**Description of the task:** Transcribe the records exactly. Pictures do not belong in the transcription.
-- -- --
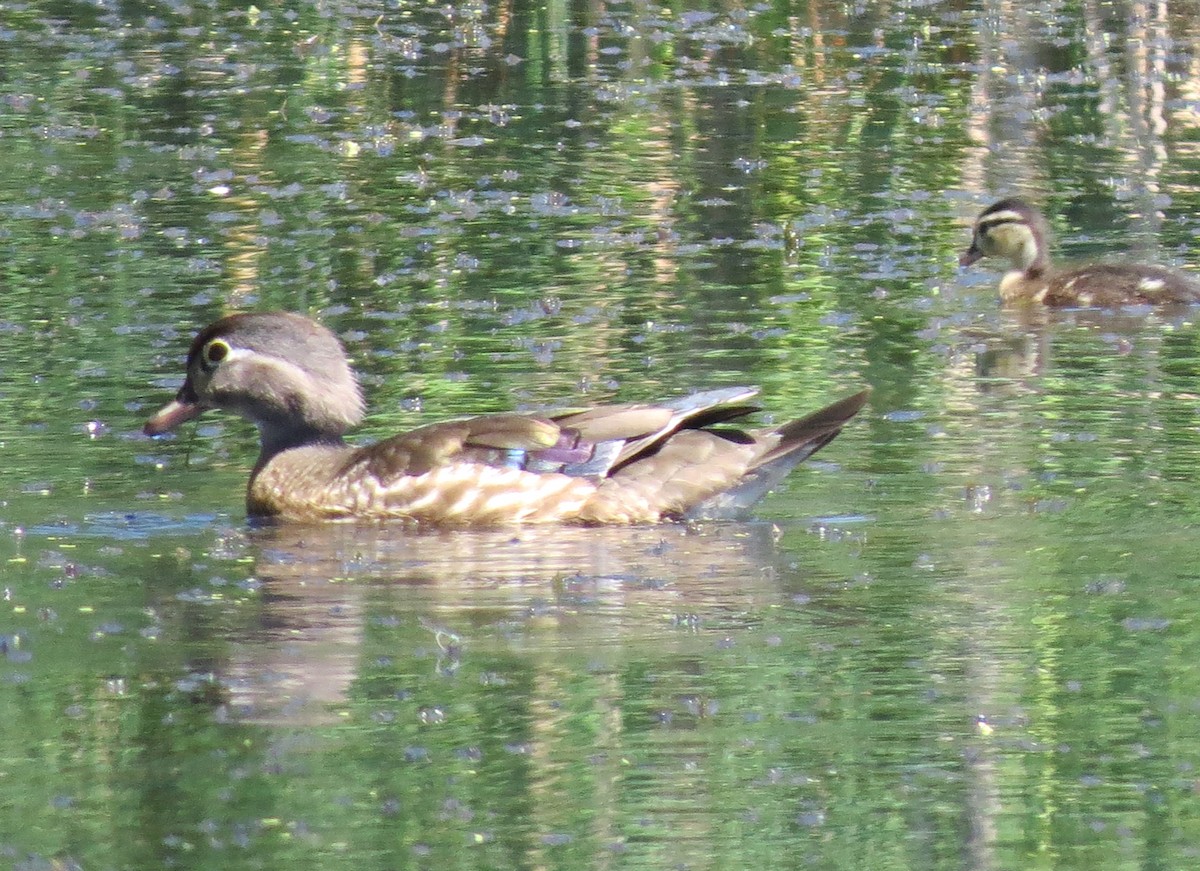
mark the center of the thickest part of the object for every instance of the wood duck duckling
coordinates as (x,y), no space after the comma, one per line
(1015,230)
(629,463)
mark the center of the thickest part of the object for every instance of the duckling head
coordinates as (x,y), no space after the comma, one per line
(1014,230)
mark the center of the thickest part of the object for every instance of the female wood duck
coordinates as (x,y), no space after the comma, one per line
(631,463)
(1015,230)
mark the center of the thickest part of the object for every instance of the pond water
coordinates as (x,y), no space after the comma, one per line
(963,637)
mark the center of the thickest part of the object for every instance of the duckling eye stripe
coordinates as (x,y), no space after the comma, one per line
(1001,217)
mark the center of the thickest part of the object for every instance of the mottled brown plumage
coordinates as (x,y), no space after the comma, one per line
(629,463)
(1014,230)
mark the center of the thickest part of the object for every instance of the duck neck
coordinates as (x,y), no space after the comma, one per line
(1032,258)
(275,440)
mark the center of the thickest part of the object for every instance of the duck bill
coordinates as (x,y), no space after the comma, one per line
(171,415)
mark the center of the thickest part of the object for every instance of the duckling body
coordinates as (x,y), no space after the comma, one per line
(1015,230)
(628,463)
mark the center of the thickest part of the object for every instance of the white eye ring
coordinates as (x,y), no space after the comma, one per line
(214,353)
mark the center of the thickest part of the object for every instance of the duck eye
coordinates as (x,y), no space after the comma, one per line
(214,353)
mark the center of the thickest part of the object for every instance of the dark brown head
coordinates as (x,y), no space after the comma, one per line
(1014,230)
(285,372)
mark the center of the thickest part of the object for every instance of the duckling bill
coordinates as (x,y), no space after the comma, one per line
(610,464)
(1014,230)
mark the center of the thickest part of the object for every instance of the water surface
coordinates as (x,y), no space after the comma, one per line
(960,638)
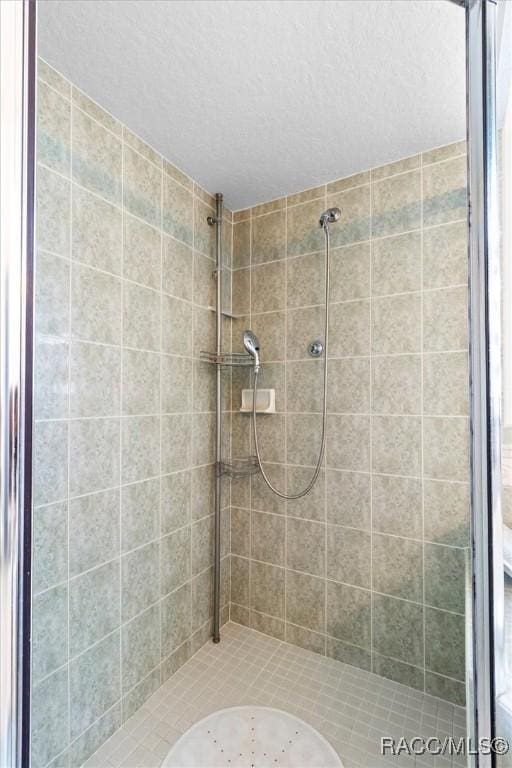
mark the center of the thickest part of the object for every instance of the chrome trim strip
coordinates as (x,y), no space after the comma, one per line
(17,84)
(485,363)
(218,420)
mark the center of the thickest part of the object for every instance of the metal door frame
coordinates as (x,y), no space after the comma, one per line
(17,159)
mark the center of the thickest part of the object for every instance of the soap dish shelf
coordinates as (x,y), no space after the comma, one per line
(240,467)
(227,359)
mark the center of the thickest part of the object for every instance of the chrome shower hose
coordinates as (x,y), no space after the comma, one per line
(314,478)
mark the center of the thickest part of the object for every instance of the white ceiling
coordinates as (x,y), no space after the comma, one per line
-- -- --
**Exercise response:**
mark the center of the thickest part of the object for every instance of the wood duck duckling
coordinates as (x,y), no space after the comma, one per line
(1015,230)
(629,463)
mark the center of the thickest part of the object for every instance of the duckling head
coordinates as (x,y), no space after the comma, one per line
(1014,230)
mark the center of the thickest part of the object for every instance of the female wood duck
coordinates as (x,y), no space after the comma, one per line
(631,463)
(1015,230)
mark the center of the thickest part of the object for every instance of the pond water
coordinates as (x,y), no space after the comma, one per line
(963,637)
mark the center of the thickest part of the object for every instance of the duckling eye stripe
coordinates as (x,y), no space after the comma, one per line
(1001,217)
mark the center of the thickest part of the object for every instance of the mottled brown plumage
coordinates as (x,y), no space after the comma, one per line
(629,463)
(1014,230)
mark the center of the thickest part of the object for every instance of the duck neck
coordinates as (x,y), no space after the comma, one per line
(1032,258)
(275,440)
mark the center of the thickest part of the object for every instance of the duck bill
coordinates as (x,y), no space after the comma, one per line
(171,415)
mark the center of the thickest part of the object for every instance of the duckling body
coordinates as (x,y), no space after the comma, one per line
(1015,230)
(628,463)
mark the center of the thickest part of the object for every instance of the white eye ring
coordinates as (x,y), no space after the comma, one per line
(214,353)
mark the center of the thickest part of the object for every instance of the duck eye
coordinates as (x,y), no space after the comma, one per line
(214,353)
mark the center of the thickest part of the object for every instance of the dark brown head
coordinates as (x,y), no space after the comma, one per line
(1014,230)
(285,372)
mark the center of the thickest part of the object for every instance of the duckling bill
coordinates as (x,y), no space after the comma, one per line
(610,464)
(1014,230)
mark the center of the thickest part of the object for every instance of the water surface
coordinates as (x,y), no space after the comma, one per line
(960,638)
mark the center of the thickest part of the object for every instance of the chrome trim strip
coordinates as (x,y), no space after the comma, one per line
(17,84)
(485,363)
(218,420)
mark the center of the thickest part of the object for every instance of the metal door frame
coordinates as (x,y), no space after the comma, one per line
(17,159)
mark the center of the thickest part of the object for every instance of the soap dish shelf
coordinates as (x,y), no space after the comma, one per line
(240,467)
(227,359)
mark the center of the thickest part of the object for every instance of the chrome shower hose
coordinates as (x,y), no space after the comma, one per line
(314,478)
mark the center of the thickest part of the object for every instance of the white ceiling
coordinates as (x,y), no space after the comma, one per line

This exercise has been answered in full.